Rewrite the data below as a JSON list of strings, one string per line, with blank lines skipped and the pictures left out.

Stored entries:
——————————

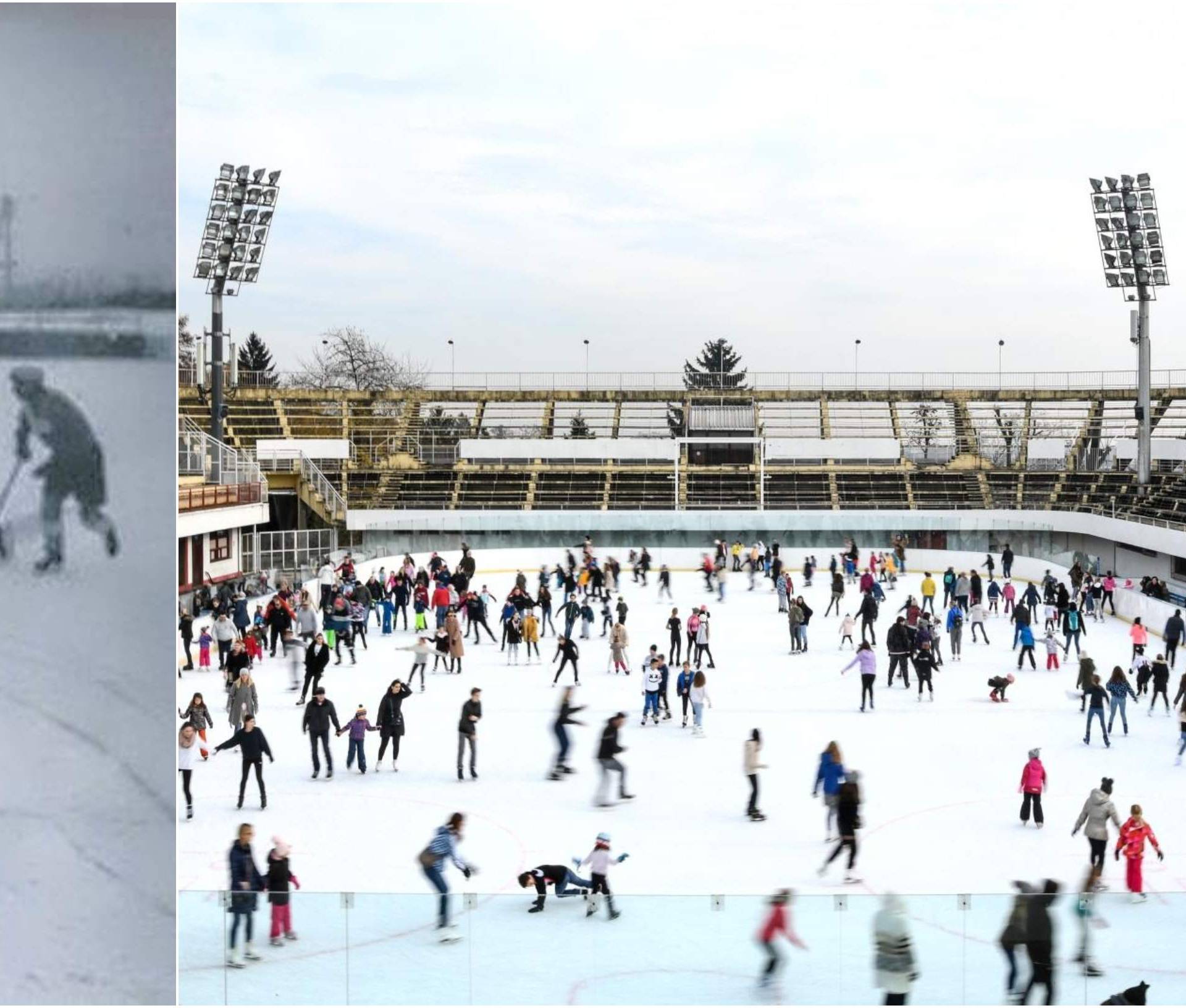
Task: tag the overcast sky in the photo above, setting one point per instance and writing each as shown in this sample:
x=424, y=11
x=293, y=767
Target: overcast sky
x=87, y=139
x=791, y=176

——————————

### [EXERCISE RESULT]
[
  "Task: tag the overcast sky in the photo above, setting one point per instance and writing each as shown in this sample:",
  "x=424, y=11",
  "x=293, y=767",
  "Target: overcast sky",
  "x=87, y=139",
  "x=791, y=176"
]